| What the task asks |
From the entries below, copy exactly the lines from the one that contains "For each instance of the sky, the" through the one that contains "For each instance of the boulder cluster, the", both included, and only those.

| Source data |
--------------------------------
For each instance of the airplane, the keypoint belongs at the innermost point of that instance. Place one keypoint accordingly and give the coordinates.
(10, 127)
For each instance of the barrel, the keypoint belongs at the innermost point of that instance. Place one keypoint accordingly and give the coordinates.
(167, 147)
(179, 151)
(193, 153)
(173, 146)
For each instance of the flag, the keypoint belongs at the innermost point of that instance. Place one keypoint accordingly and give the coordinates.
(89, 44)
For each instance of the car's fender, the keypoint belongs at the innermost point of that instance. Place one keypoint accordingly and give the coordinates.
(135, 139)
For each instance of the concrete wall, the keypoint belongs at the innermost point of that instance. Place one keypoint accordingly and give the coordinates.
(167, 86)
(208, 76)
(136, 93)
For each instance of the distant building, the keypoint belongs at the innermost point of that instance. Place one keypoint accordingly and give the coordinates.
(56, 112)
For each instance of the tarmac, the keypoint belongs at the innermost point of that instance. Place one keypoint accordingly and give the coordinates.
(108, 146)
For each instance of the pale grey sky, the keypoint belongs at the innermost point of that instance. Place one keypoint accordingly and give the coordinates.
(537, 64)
--------------------------------
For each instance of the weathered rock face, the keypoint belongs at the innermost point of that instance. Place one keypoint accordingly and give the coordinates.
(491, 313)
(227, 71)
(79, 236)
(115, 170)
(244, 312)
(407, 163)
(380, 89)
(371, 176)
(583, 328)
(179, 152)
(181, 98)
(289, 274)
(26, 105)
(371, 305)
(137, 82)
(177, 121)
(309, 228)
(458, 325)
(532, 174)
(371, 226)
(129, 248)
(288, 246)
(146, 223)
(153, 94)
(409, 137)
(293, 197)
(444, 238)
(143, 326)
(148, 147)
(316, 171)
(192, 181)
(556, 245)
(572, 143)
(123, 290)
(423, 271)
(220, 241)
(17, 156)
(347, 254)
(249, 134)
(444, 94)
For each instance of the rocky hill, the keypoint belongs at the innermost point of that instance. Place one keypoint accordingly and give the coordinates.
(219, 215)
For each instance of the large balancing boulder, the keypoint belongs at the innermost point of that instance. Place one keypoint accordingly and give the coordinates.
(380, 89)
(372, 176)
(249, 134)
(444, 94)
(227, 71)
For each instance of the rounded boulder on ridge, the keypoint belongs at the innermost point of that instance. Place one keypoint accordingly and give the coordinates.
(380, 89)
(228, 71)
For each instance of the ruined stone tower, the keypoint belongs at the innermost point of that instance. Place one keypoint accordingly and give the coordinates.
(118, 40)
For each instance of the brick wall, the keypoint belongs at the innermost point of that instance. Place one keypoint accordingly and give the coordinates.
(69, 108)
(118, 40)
--------------------------------
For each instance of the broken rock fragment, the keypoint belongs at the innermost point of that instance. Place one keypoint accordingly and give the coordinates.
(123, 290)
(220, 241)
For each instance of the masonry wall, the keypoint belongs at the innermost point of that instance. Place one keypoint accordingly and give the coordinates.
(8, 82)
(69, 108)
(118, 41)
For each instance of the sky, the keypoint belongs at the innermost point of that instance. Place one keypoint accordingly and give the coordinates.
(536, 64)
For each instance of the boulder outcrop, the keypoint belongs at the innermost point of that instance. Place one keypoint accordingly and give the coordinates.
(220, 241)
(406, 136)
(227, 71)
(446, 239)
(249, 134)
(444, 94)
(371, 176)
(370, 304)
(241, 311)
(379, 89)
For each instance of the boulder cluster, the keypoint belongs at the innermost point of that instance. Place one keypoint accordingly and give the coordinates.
--------------------------------
| Exercise answer |
For each instance of the sky, the keypoint belongs at the innermost point of that instance. Place one keypoint accordingly and give the coordinates.
(536, 64)
For each instance of the boulder outcrop, the keypoint belongs at the innermost point of that instance. Place one keypoint accordingly and give the coordinates.
(220, 241)
(406, 136)
(227, 71)
(446, 239)
(249, 134)
(444, 94)
(371, 176)
(370, 304)
(241, 311)
(379, 89)
For each instance of the boulder cluster, the keypoint belongs at the innermost point of that instance. Place one keypoint accordingly and give the coordinates.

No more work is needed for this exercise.